Labeled point items
------------

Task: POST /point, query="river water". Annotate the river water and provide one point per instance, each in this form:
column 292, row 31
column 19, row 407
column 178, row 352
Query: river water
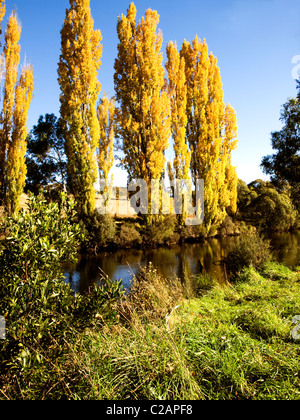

------------

Convert each line of the items above into a JSON list of strings, one string per line and no blank lines. Leave the pictures out.

[Expected answer]
[
  "Task: POST /point, query=\"river water\". Annotate the river water and provide one point per instance, each in this form:",
  "column 292, row 31",
  "column 19, row 407",
  "column 178, row 352",
  "Query: river water"
]